** start of SELECTED EXTRACT **
Gopi Desai & Lalit Tewari in Kamal Swaroop's Om Dar-B-Dar(1988).
During the lockdown period, I made a documentary titled What’s Your Story. The idea was to figure out the factors that motivate a filmmaker to make a film. During my interaction with various filmmakers, I came across two schools of thoughts: First, making a film to say ‘something’ that bothered the filmmaker or something they felt strongly about and wanted to share with the world. For these filmmakers, it was crucial that the film is impactful and its underlying message stays with the audience. The second was making a film that was a tailored piece of cinematic craft, one that created an interesting experience for the viewers. For such filmmakers, a story was not as important as the effort to create ‘magical cinematic moments’, which captivated the audience. These artists created a magical moment in every shot or scene and then made their film by stringing these moments together. These filmmakers had practically no written script and created these moments by experimenting with the camera, visuals, light, sound and so on. The moments were not planned; the film was purely a by-product of a creative process, like a painting or a piece of music.
In contrast, filmmakers from the first school felt that a film was a meticulously planned endeavour, first written in words and then planned to the smallest detail of the scenes, shots, acting, sound, lights, camera angles, frames and exposures etc. Both categories of filmmakers have produced great, memorable films. Most Hollywood filmmakers and our own Satyajit Ray, Girish Kasaravalli and Vishal Bhardwaj fall in the first category, shooting with a bound script and a well-researched plan of action. Mani Kaul, Kumar Shahani, Ritwik Ghatak, John Abraham, and others comprise the second category that let impulse or instinct guide them.
This preamble is necessary to understand Om Dar-B-Dar (I am Door By Door; 1988) and its director Kamal Swaroop. Om Dar-B-Dar is considered by some critics to be a pioneer of Indian avant-garde cinema. It is a cult classic, with its post-modernist approach extending to absurdism. The common reaction to this film is ‘incomprehensible’ and ‘weird’.
** end of SELECTED EXTRACT **
** start of DATA ROWS **
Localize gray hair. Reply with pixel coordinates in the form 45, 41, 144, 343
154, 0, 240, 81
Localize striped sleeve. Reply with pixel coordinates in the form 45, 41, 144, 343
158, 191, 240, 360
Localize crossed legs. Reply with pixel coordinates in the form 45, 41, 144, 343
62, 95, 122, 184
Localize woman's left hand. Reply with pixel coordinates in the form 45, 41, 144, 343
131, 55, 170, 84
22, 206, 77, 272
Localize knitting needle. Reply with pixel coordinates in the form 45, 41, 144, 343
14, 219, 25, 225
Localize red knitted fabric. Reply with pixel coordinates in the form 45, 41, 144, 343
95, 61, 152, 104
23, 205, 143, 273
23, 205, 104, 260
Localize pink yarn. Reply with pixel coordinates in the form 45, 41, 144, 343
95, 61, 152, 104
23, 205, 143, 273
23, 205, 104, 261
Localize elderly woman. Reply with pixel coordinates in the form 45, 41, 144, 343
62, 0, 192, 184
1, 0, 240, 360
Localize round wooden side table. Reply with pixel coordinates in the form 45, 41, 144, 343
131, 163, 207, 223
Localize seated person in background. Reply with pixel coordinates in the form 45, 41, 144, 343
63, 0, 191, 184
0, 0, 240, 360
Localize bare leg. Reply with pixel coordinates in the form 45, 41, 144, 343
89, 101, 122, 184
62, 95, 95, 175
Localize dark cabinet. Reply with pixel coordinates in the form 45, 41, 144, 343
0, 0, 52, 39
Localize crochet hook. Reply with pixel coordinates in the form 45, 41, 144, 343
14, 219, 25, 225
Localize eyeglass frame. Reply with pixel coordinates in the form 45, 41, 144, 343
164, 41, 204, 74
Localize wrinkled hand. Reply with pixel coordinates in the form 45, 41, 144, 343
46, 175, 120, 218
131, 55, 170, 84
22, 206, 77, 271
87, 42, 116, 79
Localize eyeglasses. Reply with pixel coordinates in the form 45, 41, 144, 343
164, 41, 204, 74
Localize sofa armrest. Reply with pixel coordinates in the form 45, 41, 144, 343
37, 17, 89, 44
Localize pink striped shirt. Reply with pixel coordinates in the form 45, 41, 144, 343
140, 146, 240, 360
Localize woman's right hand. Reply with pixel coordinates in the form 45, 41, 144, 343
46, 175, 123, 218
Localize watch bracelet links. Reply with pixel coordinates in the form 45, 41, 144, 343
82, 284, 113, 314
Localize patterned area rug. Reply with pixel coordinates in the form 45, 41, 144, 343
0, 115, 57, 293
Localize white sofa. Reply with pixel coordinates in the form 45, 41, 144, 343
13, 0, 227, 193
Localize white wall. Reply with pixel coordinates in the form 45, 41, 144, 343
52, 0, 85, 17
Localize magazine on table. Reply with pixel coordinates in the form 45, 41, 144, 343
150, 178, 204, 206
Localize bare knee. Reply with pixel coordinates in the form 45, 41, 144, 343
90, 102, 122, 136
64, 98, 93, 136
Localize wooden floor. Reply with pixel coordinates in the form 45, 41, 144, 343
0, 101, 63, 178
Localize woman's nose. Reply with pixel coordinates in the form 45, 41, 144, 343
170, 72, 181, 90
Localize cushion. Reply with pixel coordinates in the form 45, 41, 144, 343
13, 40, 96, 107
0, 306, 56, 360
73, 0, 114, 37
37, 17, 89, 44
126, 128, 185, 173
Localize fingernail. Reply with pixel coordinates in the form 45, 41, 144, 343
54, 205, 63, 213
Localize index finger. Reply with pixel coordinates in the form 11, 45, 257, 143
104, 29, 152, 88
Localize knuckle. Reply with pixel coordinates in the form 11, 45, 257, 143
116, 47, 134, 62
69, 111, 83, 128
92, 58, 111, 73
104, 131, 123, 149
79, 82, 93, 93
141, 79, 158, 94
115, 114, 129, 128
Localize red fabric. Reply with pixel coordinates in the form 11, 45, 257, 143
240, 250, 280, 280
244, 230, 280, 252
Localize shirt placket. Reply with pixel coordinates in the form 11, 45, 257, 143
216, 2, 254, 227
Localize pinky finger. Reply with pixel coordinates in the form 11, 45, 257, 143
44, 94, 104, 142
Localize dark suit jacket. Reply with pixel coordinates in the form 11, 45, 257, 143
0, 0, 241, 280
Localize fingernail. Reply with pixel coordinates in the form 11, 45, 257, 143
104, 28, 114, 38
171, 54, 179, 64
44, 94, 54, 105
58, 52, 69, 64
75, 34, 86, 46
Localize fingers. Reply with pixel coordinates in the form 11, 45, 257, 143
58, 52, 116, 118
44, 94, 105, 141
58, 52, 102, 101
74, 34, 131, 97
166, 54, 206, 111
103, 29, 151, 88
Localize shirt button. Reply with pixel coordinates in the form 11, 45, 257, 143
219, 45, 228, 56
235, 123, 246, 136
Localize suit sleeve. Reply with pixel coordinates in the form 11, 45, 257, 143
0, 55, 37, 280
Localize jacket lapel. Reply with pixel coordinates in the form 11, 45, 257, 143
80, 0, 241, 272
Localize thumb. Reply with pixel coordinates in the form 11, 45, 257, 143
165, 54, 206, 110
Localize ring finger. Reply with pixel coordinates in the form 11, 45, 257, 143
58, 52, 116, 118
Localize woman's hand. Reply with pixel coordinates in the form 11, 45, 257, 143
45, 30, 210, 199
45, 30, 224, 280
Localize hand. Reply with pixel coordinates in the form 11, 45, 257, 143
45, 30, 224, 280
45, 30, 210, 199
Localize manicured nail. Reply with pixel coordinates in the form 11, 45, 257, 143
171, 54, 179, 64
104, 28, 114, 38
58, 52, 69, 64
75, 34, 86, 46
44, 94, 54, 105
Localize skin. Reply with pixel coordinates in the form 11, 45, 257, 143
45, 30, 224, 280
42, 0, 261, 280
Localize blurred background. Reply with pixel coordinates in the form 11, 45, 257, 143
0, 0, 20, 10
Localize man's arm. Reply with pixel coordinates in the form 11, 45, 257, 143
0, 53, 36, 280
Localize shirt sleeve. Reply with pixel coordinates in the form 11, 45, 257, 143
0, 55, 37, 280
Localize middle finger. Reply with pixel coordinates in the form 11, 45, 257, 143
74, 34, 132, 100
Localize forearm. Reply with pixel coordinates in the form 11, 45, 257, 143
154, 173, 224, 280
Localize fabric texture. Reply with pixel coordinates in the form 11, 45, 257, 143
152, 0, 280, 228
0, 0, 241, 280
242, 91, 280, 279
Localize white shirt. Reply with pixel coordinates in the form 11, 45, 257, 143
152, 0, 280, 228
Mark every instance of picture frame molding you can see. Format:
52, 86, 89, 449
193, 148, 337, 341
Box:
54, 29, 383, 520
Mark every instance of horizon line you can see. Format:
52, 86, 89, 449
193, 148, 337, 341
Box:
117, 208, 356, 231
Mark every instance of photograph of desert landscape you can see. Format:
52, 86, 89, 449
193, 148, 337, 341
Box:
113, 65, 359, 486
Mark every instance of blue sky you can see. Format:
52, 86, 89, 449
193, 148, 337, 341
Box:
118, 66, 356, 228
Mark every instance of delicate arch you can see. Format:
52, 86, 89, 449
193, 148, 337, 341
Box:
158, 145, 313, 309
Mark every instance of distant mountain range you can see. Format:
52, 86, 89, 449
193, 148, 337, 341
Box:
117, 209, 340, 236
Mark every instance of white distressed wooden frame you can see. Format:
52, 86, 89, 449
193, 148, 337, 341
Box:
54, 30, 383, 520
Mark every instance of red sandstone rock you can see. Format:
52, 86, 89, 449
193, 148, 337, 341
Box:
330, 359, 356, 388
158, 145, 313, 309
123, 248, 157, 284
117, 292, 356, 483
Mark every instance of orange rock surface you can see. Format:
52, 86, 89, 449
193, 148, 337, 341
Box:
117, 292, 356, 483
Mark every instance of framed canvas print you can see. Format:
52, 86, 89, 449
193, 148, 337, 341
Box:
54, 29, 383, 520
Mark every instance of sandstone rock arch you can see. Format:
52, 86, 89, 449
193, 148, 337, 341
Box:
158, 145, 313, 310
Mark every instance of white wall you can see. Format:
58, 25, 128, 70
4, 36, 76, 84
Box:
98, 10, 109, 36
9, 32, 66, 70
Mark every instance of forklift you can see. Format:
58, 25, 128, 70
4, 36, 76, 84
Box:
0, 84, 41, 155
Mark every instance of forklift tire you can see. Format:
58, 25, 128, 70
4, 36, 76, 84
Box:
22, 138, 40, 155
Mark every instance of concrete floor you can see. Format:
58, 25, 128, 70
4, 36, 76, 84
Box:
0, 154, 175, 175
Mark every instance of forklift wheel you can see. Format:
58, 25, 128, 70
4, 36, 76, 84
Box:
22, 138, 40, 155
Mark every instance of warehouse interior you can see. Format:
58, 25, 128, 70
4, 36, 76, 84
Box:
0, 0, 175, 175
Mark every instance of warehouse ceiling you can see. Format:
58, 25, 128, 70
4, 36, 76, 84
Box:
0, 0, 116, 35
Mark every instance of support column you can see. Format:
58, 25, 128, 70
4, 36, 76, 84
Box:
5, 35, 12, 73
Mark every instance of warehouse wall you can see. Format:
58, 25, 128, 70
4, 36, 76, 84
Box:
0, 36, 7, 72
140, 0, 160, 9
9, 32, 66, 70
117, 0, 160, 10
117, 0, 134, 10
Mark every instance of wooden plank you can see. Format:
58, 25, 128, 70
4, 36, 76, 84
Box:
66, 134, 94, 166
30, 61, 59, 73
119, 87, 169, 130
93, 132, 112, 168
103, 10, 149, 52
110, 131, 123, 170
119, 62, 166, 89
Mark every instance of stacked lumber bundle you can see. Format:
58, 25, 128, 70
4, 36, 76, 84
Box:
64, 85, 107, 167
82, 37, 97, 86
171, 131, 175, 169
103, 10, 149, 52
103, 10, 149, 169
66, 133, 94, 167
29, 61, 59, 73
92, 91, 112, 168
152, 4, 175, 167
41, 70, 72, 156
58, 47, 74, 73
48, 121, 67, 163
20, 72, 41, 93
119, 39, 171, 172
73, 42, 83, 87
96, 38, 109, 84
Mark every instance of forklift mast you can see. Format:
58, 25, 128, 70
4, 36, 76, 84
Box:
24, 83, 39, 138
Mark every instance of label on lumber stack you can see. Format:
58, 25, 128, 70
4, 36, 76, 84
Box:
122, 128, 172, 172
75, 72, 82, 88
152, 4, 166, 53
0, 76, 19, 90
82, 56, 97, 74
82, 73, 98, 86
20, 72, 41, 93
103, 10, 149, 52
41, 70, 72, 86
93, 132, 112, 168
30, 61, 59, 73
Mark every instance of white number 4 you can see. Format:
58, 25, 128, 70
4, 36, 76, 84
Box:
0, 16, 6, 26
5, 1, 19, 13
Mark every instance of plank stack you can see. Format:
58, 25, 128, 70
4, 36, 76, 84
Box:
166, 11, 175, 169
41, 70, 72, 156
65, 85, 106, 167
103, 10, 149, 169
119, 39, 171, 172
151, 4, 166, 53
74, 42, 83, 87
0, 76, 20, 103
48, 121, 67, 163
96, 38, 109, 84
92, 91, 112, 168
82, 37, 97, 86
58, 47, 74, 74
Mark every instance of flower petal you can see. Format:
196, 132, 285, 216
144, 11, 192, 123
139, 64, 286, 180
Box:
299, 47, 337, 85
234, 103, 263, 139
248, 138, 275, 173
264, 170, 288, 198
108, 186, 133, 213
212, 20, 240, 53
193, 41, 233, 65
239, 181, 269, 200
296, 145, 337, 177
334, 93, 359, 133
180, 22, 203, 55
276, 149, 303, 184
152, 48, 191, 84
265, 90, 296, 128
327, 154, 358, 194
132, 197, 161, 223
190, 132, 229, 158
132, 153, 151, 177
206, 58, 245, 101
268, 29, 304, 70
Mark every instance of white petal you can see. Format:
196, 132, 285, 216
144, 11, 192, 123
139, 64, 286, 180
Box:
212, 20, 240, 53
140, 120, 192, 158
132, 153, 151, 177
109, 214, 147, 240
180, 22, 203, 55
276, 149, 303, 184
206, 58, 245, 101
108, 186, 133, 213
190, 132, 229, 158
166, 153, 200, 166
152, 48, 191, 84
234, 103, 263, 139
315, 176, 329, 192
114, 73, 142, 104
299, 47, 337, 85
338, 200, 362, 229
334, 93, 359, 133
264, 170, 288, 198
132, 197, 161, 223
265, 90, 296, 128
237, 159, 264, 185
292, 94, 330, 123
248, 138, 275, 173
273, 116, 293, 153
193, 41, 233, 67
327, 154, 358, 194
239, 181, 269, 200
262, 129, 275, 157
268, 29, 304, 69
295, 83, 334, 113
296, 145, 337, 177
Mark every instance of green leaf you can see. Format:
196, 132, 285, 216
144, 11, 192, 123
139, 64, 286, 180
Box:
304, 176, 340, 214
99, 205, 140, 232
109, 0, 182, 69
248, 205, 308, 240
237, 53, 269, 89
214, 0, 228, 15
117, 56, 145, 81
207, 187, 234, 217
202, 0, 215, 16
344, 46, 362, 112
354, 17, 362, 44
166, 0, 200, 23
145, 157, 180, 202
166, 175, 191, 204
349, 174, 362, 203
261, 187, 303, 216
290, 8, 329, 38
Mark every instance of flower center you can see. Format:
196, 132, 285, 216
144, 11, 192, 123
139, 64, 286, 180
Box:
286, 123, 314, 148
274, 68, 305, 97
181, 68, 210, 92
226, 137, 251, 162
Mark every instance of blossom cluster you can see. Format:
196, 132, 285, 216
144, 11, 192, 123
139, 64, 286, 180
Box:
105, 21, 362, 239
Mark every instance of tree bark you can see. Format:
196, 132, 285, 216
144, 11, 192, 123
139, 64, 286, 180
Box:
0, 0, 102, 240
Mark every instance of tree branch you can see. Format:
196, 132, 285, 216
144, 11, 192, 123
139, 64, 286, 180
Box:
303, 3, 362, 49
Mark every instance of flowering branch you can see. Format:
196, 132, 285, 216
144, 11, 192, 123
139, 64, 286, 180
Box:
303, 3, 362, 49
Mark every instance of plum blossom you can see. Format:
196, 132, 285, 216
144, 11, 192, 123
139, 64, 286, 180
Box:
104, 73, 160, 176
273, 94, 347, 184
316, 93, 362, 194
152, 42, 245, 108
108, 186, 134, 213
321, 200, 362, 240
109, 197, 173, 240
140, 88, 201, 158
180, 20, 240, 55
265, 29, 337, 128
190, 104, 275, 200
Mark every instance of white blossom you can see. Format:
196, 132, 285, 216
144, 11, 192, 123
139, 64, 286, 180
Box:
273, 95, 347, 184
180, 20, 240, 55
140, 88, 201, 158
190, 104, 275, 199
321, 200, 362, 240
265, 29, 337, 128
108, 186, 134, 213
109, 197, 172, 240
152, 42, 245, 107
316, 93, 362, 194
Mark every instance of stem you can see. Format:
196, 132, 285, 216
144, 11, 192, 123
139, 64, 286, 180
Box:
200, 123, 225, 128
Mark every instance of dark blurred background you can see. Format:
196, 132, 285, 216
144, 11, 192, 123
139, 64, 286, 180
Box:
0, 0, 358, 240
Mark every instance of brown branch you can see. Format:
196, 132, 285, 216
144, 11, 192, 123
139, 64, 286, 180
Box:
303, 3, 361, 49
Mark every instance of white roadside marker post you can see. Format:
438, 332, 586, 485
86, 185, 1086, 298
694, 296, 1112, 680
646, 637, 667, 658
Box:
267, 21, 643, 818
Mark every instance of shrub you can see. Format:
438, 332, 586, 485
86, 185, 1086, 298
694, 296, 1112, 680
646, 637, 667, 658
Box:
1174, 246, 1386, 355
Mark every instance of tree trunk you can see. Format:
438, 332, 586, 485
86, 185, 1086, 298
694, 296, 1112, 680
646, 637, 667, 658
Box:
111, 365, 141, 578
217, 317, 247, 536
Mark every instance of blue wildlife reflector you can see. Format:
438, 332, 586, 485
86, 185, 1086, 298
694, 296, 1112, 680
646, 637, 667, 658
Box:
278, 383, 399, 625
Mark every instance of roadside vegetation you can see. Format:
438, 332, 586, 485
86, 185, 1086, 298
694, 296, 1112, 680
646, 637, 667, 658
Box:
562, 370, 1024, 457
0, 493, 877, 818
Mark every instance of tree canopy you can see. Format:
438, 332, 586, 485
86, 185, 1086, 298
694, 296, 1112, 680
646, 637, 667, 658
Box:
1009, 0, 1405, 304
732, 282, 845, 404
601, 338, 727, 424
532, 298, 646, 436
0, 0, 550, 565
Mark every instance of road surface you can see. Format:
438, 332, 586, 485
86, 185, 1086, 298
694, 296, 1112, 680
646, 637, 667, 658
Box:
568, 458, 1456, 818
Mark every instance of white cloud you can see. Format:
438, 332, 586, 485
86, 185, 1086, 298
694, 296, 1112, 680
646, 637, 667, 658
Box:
** end of DATA ROWS **
- _GOAL 1_
How many lines of the records contain the string "background", counting case? Reply with the number alone.
- _GOAL 2_
Continue the piece on the film Om Dar-B-Dar from the point where it stops.

- _WRITTEN ANSWER 1_
3

- _WRITTEN ANSWER 2_
Om Dar-B-Dar spans 110 minutes and was made with a budget of Rs 10 lakh in 1988. The film stars Anita Kanwar, Aditya Lakhia, Lalit Tiwari, Gopi Desai and Manish Gupta and was shot by Ashwini Kaul and Milind Ranade. Ravi Gupta and Priya Krishnaswamy edited the film. Rajat Dholakia (Firaaq, Mirch Masala, Holi) composed its music as well as the sound design along with Kamal Padmanabhan. According to Swaroop, it was Dholakia who introduced the concept of sound design in Indian films, starting with Om Dar-B-Dar.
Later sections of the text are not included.